▸ **Passage for review**:
• • • •
The author of “Clinton Cash” acknowledged Sunday that his book has no evidence that Hillary Clinton as secretary of state directly influenced huge international deals in exchange for million-dollar contributions to her family foundation but argued the numerous instances deserve an investigation.

“It’s a very extensive pattern,” author Peter Schweizer told “Fox News Sunday.” “There are 11 instances. And I think, when you have one or two examples, it’s coincidence. When you have this many, to me it’s a trend. … I think this warrants an investigation.”

For his upcoming book, Schweizer spent roughly 10 years probing the mix of public and private business and money between Hillary Clinton, her husband and former President Bill Clinton and their Clinton Foundation – all of which he calls the “Clinton Blur.”

The dealings disclosed in the book come in the early weeks of Clinton’s campaign to become the Democratic presidential nominee for 2016.

One key example of a possible deal, Schweizer argues, is the relationship between the former president and wealthy Canadian mining investors who donated millions to the foundation after the State Department and eight other U.S. agencies signed off on a deal in 2010 that ultimately gave the Russians access to part of the U.S. uranium reserves.

Schweizer also argued the deal helped lead to Bill Clinton getting paid $500,000 for a speech in Russia.

In another instance, in the aftermath of the devastating 2010 earthquake in Haiti, the former president was named co-chairman of the Interim Haiti Recovery Commission, established to coordinate the recovery effort.

The owner of the company that made $50 million by helping establish a system to transfer money via cellphones, as part of the recovery effort, also set up lucrative speeches for Clinton and donated millions of dollars of his own money to the foundation.

There was also a plan to raise money by exploiting Haiti's rich mineral wealth. And one company that got a rare gold permit was VCS mining, which didn’t have much mining experience. And Hillary Clinton's brother, Tony Rodham, who also had little or no mining experience, was added to the VCS board after the company received the permit, Schweizer writes.

He also says the foundation failed to disclose some donations, including $2.35 million connected to the chairman of the uranium company that the Russians wanted to buy.

Clinton supporters have argued that Schweizer has repackaged old news and mixed it with innuendo and that the $2.35 million is largely insignificant.

“He’s cherry-picking information that has been disclosed,” Clinton presidential campaign Chairman John Podesta said last week.

Lanny Davis, the White House counsel under President Clinton, told “Fox News Sunday” that “$2.35 million out of $2 billion (in foundation contributions) is not major, even by any definition.”
• • • •
Descriptions of regions in natural language

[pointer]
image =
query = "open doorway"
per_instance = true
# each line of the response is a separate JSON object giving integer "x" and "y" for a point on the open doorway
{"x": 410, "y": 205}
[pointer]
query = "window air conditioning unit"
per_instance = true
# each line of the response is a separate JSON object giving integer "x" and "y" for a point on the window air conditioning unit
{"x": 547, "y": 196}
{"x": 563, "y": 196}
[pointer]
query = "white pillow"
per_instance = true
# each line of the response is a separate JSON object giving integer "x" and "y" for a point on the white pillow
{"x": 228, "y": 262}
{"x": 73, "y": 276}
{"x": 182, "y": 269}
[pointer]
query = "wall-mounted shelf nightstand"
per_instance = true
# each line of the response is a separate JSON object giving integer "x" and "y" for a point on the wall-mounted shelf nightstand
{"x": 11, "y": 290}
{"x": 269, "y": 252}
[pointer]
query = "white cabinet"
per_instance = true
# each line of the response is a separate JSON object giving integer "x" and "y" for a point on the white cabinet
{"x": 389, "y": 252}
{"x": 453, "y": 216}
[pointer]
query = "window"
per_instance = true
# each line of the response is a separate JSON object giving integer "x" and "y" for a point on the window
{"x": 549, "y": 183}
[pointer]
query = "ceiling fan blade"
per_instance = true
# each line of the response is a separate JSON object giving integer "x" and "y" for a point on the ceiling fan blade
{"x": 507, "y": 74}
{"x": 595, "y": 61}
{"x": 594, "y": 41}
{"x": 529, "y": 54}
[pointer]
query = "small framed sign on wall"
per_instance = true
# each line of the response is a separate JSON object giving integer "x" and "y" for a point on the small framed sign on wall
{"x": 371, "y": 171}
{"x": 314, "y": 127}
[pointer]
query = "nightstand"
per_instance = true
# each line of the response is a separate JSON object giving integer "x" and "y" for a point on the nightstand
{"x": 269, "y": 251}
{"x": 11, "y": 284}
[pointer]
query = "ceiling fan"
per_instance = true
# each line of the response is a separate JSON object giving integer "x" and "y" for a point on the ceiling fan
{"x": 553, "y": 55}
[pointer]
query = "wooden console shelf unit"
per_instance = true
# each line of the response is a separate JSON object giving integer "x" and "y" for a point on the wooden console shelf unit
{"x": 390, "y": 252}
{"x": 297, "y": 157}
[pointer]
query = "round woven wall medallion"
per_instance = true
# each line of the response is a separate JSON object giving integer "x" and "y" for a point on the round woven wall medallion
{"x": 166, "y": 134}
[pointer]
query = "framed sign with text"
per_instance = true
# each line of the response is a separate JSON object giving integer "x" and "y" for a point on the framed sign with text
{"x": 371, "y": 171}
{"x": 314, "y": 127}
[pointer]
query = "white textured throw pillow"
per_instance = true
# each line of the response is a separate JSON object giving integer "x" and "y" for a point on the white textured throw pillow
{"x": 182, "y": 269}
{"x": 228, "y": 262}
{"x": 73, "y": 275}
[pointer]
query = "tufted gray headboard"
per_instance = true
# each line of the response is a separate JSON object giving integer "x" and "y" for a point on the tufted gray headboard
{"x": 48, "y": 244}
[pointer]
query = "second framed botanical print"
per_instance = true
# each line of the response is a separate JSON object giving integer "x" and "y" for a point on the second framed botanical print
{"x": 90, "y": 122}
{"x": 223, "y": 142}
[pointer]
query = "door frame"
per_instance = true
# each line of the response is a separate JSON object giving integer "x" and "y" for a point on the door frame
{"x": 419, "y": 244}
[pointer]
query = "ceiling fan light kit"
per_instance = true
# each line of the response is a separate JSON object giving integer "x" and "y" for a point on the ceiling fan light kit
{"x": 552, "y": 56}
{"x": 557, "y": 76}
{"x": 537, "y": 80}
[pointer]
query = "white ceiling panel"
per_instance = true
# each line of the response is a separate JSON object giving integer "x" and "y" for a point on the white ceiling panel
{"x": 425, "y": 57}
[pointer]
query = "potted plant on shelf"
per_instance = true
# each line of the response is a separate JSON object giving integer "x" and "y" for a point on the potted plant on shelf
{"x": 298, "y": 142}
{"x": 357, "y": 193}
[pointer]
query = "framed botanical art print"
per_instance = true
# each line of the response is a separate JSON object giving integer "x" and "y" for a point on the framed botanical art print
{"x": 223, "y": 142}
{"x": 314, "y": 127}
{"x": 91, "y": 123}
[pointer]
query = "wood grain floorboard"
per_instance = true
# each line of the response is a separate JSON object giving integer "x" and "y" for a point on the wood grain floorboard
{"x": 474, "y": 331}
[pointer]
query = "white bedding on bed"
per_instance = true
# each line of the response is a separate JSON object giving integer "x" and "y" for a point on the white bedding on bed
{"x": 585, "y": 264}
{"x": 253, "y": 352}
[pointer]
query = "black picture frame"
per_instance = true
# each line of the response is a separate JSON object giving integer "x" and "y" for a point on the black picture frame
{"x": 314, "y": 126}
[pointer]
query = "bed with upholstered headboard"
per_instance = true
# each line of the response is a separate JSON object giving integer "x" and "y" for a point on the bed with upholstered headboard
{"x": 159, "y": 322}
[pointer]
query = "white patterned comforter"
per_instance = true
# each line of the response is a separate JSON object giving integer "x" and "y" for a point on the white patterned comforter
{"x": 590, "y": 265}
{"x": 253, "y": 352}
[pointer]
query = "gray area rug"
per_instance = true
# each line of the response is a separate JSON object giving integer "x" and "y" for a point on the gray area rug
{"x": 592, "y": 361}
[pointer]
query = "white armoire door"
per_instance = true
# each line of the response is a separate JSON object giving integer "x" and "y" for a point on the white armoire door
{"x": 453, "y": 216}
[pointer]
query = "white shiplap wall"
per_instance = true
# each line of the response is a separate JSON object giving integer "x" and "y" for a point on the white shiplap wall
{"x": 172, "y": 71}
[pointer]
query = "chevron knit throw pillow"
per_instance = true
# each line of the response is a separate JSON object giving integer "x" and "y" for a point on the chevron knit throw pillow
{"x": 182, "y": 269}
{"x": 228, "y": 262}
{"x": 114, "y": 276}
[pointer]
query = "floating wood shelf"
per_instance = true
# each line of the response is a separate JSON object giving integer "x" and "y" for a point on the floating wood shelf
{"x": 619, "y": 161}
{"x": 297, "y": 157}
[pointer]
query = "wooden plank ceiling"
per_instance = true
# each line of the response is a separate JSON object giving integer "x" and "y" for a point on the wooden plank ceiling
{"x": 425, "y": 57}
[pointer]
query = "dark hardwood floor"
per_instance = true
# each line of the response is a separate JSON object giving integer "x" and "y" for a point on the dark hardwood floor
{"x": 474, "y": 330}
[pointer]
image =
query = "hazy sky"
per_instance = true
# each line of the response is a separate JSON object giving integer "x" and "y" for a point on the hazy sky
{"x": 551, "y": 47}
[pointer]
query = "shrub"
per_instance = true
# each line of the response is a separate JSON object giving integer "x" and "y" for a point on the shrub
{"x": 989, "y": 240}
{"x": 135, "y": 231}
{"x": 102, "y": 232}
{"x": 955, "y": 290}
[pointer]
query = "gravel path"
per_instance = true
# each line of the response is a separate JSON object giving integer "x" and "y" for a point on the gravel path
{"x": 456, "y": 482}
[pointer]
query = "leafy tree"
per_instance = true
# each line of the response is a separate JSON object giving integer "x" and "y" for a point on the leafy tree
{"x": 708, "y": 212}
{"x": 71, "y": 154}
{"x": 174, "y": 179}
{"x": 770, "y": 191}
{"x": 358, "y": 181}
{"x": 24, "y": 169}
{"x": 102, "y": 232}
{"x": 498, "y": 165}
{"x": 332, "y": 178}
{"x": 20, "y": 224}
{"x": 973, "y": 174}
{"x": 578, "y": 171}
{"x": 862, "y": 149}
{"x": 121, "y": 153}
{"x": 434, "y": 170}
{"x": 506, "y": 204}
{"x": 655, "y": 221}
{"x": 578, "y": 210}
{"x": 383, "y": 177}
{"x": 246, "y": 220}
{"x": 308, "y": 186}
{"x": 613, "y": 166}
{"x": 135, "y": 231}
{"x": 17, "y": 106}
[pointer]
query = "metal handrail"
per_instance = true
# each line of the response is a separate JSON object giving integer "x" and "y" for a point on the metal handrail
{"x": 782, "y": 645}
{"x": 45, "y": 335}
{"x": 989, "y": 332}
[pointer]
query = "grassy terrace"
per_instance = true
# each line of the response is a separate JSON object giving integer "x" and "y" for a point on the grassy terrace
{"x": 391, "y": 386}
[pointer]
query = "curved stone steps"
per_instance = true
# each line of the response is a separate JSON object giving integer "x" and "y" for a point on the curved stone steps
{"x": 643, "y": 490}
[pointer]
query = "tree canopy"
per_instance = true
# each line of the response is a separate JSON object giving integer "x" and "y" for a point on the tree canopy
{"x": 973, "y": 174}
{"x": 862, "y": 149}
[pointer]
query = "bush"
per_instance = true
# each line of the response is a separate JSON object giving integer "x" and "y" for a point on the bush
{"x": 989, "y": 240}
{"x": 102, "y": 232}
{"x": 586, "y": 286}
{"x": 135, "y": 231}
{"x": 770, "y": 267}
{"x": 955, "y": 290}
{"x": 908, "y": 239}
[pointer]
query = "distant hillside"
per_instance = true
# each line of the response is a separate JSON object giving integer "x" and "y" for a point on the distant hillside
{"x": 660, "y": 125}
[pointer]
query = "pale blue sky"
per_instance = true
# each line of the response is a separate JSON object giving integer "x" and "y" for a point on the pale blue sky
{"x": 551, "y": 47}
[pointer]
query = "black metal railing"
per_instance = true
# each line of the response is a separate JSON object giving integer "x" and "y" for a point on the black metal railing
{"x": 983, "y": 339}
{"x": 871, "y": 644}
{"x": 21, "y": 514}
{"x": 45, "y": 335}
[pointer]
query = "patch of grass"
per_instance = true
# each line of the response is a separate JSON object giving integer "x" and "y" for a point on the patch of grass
• • • •
▸ **Activity list**:
1. From the article on the book "Clinton Cash," write out word for word the passage starting at "In another instance, in" and ending at "to the foundation.".
2. According to the article on the book "Clinton Cash," how many instances does Schweizer say make up the pattern?
3. In the article on the book "Clinton Cash," why does Schweizer say the instances he found deserve an investigation?

▸ **Solved tasks**:
1.
In another instance, in the aftermath of the devastating 2010 earthquake in Haiti, the former president was named co-chairman of the Interim Haiti Recovery Commission, established to coordinate the recovery effort.

The owner of the company that made $50 million by helping establish a system to transfer money via cellphones, as part of the recovery effort, also set up lucrative speeches for Clinton and donated millions of dollars of his own money to the foundation.

2. Eleven.

3. Schweizer counts 11 instances. In his view, one or two examples would be coincidence, but this many form a trend that warrants an investigation.